**Short problem**. Copy the listing below word for word, from the line with "For the photo above, indicate every instance of the clear" up to and including the line with "column 261, row 303".

**Task material**.
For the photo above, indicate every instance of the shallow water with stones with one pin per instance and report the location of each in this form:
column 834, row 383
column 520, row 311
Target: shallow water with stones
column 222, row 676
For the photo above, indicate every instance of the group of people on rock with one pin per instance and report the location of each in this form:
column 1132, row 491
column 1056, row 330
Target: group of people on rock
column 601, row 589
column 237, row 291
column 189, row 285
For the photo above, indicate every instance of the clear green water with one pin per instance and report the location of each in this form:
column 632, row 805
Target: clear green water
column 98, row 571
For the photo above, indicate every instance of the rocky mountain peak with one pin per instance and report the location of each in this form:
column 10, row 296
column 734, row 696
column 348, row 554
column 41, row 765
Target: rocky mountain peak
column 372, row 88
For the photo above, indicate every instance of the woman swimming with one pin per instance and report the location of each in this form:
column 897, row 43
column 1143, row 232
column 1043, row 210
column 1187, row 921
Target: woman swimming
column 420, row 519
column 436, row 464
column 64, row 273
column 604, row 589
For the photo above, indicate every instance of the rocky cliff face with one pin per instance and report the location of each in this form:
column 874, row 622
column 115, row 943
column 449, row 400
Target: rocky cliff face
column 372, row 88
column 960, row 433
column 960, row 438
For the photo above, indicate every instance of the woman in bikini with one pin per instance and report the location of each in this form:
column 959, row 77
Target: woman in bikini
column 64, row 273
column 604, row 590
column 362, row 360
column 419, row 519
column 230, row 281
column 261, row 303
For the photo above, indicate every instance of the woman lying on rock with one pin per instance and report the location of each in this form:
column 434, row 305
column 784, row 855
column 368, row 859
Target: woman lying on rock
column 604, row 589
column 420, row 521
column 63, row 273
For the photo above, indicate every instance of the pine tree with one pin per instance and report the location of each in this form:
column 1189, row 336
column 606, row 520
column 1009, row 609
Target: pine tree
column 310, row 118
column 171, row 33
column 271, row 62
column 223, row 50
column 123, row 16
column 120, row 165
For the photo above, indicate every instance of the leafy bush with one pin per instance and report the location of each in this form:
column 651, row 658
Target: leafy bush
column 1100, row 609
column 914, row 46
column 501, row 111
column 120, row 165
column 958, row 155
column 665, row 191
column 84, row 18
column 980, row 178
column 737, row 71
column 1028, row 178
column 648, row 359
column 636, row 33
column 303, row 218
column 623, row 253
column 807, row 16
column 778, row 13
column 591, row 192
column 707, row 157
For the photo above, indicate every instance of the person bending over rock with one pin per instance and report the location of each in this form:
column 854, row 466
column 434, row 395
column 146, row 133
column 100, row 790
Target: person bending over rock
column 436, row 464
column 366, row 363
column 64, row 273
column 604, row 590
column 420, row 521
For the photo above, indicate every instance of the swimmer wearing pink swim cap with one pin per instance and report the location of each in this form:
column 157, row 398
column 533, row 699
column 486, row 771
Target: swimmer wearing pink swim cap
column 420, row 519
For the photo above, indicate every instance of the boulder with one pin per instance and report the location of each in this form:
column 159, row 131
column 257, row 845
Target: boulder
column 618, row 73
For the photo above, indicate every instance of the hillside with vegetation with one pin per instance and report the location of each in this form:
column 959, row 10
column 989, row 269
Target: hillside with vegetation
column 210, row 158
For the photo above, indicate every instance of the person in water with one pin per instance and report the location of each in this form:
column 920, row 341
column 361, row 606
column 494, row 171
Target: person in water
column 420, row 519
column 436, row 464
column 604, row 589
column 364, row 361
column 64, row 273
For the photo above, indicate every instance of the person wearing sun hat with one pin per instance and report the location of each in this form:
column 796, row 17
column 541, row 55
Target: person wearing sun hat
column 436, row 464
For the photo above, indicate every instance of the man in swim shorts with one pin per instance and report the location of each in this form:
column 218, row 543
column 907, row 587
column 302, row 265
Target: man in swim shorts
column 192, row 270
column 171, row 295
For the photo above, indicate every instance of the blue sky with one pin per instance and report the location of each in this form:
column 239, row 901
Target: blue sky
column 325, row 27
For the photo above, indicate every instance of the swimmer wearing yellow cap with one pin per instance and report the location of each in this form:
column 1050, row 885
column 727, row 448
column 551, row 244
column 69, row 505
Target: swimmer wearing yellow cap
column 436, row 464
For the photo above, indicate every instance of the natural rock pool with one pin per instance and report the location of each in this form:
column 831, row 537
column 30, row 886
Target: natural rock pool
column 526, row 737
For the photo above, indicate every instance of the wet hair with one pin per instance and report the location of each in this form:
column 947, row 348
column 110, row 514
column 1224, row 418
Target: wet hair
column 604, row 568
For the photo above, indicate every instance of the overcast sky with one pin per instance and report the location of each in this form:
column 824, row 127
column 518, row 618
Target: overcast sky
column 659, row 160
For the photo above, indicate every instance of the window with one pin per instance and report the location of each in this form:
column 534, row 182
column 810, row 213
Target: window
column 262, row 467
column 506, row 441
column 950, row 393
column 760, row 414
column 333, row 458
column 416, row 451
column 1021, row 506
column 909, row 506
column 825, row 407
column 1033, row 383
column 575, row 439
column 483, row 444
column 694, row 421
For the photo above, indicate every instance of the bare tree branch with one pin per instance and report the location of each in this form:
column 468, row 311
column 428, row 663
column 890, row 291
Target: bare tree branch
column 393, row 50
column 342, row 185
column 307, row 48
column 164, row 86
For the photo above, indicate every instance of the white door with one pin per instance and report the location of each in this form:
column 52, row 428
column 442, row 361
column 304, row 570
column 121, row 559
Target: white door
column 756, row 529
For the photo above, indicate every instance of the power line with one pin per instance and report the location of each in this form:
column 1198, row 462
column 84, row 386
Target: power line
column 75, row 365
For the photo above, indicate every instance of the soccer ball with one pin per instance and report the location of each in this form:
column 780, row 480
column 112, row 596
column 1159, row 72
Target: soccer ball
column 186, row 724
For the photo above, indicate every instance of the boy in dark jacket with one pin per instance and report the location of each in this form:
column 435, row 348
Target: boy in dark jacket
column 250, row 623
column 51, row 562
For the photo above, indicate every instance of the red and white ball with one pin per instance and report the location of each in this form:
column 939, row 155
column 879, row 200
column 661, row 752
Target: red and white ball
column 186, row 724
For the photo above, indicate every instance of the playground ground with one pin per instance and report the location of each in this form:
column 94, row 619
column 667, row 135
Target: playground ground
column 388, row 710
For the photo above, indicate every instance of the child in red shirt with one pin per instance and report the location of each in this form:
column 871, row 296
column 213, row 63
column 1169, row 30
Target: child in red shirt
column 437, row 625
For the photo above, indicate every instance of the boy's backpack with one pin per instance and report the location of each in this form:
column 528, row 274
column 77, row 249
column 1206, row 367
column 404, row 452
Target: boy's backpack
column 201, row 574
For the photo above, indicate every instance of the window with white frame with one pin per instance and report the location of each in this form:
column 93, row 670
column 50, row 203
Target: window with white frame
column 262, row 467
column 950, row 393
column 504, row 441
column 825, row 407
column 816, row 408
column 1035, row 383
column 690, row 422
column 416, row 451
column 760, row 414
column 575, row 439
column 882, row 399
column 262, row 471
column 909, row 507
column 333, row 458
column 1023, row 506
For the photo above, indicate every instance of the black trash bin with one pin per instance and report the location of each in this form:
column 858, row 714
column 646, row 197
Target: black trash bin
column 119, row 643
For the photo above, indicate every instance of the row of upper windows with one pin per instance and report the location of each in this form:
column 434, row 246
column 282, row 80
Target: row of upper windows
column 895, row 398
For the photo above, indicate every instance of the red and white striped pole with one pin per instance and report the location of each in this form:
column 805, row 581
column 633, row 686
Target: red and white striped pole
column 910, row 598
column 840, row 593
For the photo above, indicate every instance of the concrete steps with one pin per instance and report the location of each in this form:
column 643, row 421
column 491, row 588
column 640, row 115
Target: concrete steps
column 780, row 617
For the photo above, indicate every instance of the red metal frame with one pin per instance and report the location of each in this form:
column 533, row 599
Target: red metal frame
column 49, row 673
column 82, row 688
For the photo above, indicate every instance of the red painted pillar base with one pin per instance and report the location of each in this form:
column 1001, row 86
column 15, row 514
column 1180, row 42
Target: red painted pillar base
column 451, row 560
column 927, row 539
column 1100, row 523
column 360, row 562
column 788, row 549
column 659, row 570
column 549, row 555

**Full response**.
For the photo above, indicate every instance of the clear green water with one pin per instance and report the location of each in this form:
column 632, row 805
Target: clear green water
column 98, row 571
For the photo above, indicate every instance of the rocky mountain peak with one pin per instance and report the location of each in this form:
column 10, row 296
column 734, row 696
column 348, row 554
column 41, row 765
Target: rocky mountain peak
column 372, row 88
For the photo above, indicate every instance of the woman swimming with one pin per instance and report the location of each in this form:
column 897, row 43
column 1143, row 232
column 1043, row 210
column 1187, row 921
Target: woman swimming
column 420, row 519
column 436, row 464
column 64, row 273
column 604, row 589
For the photo above, indicate every instance of the rocky cliff face with one pin per instance and report the location of each in this form:
column 874, row 622
column 115, row 943
column 449, row 400
Target: rocky cliff face
column 372, row 88
column 960, row 433
column 960, row 438
For the photo above, indicate every instance of the woman in bikini with one pin per instance and report the location of each in this form:
column 959, row 77
Target: woman in bikini
column 64, row 273
column 604, row 590
column 362, row 360
column 419, row 519
column 230, row 281
column 261, row 303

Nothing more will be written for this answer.